### Document text:
Sandro Kulenović (; born 4 December 1999) is a Croatian professional footballer who plays as a striker for Lokomotiva, on loan from Dinamo Zagreb.

Club career
Kulenović was born in Zagreb in 1999. His father Almin, who hails from Bihać, is a former Bosnian international who has seven caps for Bosnia and Herzegovina. Kulenović joined the academy of Dinamo Zagreb in 2008. During the 2015–16 season, he played 27 times for the reserves, scoring 22 goals and adding 11 assists. On 7 June 2016, he moved abroad and joined the academy of Polish club Legia Warsaw on a three-year contract. On 22 July 2017, he was loaned out to the youth team of Italian club Juventus, but returned to his parent club in the following June.

On 10 July 2018, Kulenović made his first team debut, playing the last nine minutes of a 1–0 victory over Irish club Cork City in the UEFA Champions League.  On 22 August, he signed a three-year contract extension with the club. On 27 October, he scored his first goal for the club in a 1–1 league draw against Jagiellonia Białystok.

### Required tasks:
(a) Answer these questions about the Sandro Kulenović biography, one per line:
(i) In what year did he join the Dinamo Zagreb academy?
(ii) How many goals did he score for the reserves during the 2015–16 season?
(iii) Which Irish club was the opponent when he made his first team debut?
(b) List every football club named in the Sandro Kulenović biography.
(c) Write the next part of the Sandro Kulenović biography, starting after its final sentence.
The material that comes next has no connection to the biography above.

### Data lines:
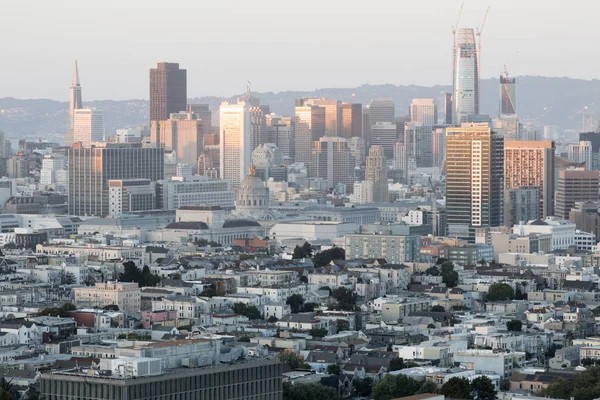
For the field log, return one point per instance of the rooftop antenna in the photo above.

### Response list:
(a)
(i) 2008
(ii) 22
(iii) Cork City

(b)
Lokomotiva
Dinamo Zagreb
Legia Warsaw
Juventus
Cork City
Jagiellonia Białystok

(c)
On 2 September 2019, Kulenović returned to Dinamo Zagreb, signing a long-term deal. He debuted on 21 September against Varaždin. However, after an unsuccessful season where he failed to scored a single goal, he was loaned out to Rijeka on 21 September 2020. On 24 September, in a Europa League third qualifying round against Kolos Kovalivka, he made his debut for Rijeka. The match went into extra time and, while the score was 1–0, Kulenović notably had an opportunity to set the score to 2–0; however, the ball stopped in a puddle of mud on the goal line as the pitch was soaking wet due to heavy rain. It was then netted in by teammate Franko Andrijašević. He scored his first goal for Rijeka on 4 October, a penalty kick in a 2–0 victory over Slaven Belupo. In the second half of the season, Kulenović fell out of favour with coach Simon Rožman, who left him out of the squad during the training ahead of the derby with Hajduk Split on 27 February 2021.

International career
Kulenović has been capped at the youth international level and also captained the Croatia under-16 team. He was part of Croatia's 23-man squads for UEFA Under-21 Euros 2019 and 2021.

Style of play
Kulenović plays as a typical number 9. Croatian journalists have often hailed him as "the new Mandžukić", whom he named his idol alongside Fernando Torres.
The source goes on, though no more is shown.